* [指示 1]
文書ではなく、下にあるデータセットの行をすべて、一字一句変えずに抜き出して書き写してください。画像は答えに含めないでください。

神社を巡る

砥鹿神社(愛知県豊川市)延喜式内社

神社情報

神社名砥鹿神社
鎮座地愛知県豊川市一宮町西垣内二番地
御祭神大己貴命
創 建不詳
社格等国幣小社
三河国一宮
神名帳延喜式神名帳:三河国宝飯郡 砥鹿神社
三河国神名帳:正一位 砥鹿「大菩薩」大明神
文化財県指定:田峯の銅鐸、ケヤキ
市指定:石鳥居、和鞍、田遊祭、粥占祭、火舞祭
例大祭五月四日
境内社護国神社
二宮社(御祭神:事代主命)
三宮社(御祭神:建御名方命)
守見殿神社(御祭神:大己貴命和魂、倉稻魂神、加久神)
八幡宮(御大臣:誉田別命、天兒屋根命)
八束穂神社(御祭神:天穗日命)
荒羽々神社(御祭神:大己貴命荒魂)
津守神社(御祭神:多裳見宿禰)
饌川水神社(御祭神:罔象女命)
URLhttps://www.togajinja.or.jp/
御朱印
参拝日:2021年

延喜式内社巡りin三河国

 新型コロナウィルスパンデミックの早期沈静化を祈願する為に、まずは三河国内にある式内社を参拝して廻ろうかとおもっています。自分の神社巡りは、基本バイクを使って一人で巡って行くので、密にならず、ソーシャルディスタンスも確保し、さらに喋らないという感染防止策は万全の状態を維持しやすいかなと思っています。そこで、感染状況が改善しつつある時期を見極めながら参拝していき、その模様を紹介できたらと思います。

御由緒

 大宝年間(701年〜704年)、文武天皇の病を治癒祈願の勅使・草鹿砥公宣くさかどのきんのぶが煙巌山 (鳳来寺)の勝岳仙人に祈願を依頼する為に遣わされた時、三河山中で道に迷ってしまうが、この時老翁に出会い、その導きによって無事仙人の元にたどり着くことができた。祈願が行われ、無事天皇の病も平癒されたという。

 文武天皇はこの老翁に礼を尽くす為、再び草鹿砥公宣が派遣された。老翁と再会した公宣は老翁の望みを聞き、老翁が清流に投げ込んだ衣の袖が流れ着いた場所を宮居と定め七重の棚を作り七重の注連縄を引廻らして斎き祀ったという。

* [指示 2]
文書によると、砥鹿神社の例大祭は何月何日ですか?

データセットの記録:
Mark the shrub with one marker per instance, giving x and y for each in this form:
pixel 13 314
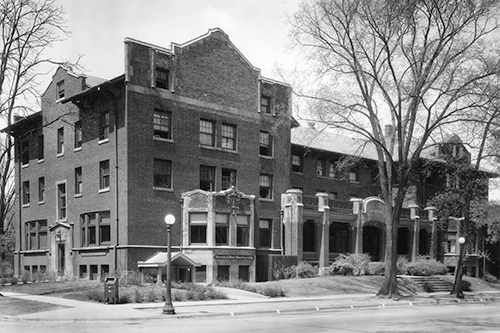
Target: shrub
pixel 376 268
pixel 272 290
pixel 6 270
pixel 130 278
pixel 305 270
pixel 490 278
pixel 427 287
pixel 350 264
pixel 402 265
pixel 26 277
pixel 466 285
pixel 423 266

* [解答 1]
Mark the shrub with one marker per instance, giving x and y for each in this form:
pixel 13 314
Target: shrub
pixel 376 268
pixel 272 290
pixel 6 270
pixel 130 278
pixel 305 270
pixel 490 278
pixel 427 287
pixel 350 264
pixel 402 265
pixel 26 277
pixel 466 285
pixel 423 266

* [解答 2]
五月四日です。